--- DATA RECORDS ---

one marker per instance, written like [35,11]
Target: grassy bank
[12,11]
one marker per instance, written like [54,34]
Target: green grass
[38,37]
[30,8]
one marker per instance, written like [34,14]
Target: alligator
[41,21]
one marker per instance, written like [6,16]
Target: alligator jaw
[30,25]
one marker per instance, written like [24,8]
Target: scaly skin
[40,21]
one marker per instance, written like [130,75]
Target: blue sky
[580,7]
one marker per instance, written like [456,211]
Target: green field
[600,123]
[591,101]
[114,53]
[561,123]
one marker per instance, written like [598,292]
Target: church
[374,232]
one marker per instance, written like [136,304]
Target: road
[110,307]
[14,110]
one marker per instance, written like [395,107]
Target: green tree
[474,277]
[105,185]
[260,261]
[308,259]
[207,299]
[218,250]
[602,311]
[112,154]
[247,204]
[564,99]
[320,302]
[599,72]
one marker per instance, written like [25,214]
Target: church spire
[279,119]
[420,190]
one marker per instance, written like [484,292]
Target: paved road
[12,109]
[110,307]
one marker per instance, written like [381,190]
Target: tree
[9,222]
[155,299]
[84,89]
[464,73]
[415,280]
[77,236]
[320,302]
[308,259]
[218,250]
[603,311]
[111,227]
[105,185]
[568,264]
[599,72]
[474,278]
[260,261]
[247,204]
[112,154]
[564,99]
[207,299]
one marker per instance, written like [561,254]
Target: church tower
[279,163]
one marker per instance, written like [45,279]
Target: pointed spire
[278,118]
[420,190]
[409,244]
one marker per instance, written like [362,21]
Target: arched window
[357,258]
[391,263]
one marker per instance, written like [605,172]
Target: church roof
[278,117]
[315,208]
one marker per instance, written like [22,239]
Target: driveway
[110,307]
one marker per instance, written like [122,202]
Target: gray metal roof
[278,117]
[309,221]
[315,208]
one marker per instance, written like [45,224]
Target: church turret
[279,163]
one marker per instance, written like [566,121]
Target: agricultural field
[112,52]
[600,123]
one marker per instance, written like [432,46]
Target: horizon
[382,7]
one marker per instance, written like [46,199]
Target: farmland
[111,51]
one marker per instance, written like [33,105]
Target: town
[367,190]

---

Reproduce exactly the line containing "one marker per instance, written like [484,292]" and every line after it through the end of the records above, and nothing else.

one marker per instance, written like [484,292]
Target: paved road
[12,109]
[110,307]
one marker per instance, written like [381,190]
Target: tree
[9,222]
[155,299]
[84,89]
[464,73]
[415,280]
[77,236]
[320,302]
[308,259]
[218,250]
[603,311]
[111,227]
[105,185]
[568,264]
[599,72]
[474,278]
[260,261]
[247,204]
[112,154]
[564,99]
[207,299]
one marker per instance, written like [561,254]
Target: church tower
[279,163]
one marker per instance, written like [45,279]
Target: pointed spire
[278,118]
[420,190]
[409,244]
one marker per instance, written like [362,21]
Target: arched window
[357,258]
[391,263]
one marker per instance, written like [605,172]
Target: church roof
[278,117]
[315,208]
one marker per instance, written like [22,239]
Target: driveway
[110,307]
one marker per instance, written like [122,202]
Target: gray metal roof
[278,117]
[309,221]
[315,208]
one marker per instance, written like [45,224]
Target: church turret
[279,163]
one marker per instance, written like [566,121]
Target: agricultural field
[112,52]
[600,123]
one marker per instance, written like [432,46]
Target: horizon
[382,7]
one marker per instance, written like [46,199]
Target: farmland
[111,51]
one marker per instance, written like [33,105]
Target: town
[367,190]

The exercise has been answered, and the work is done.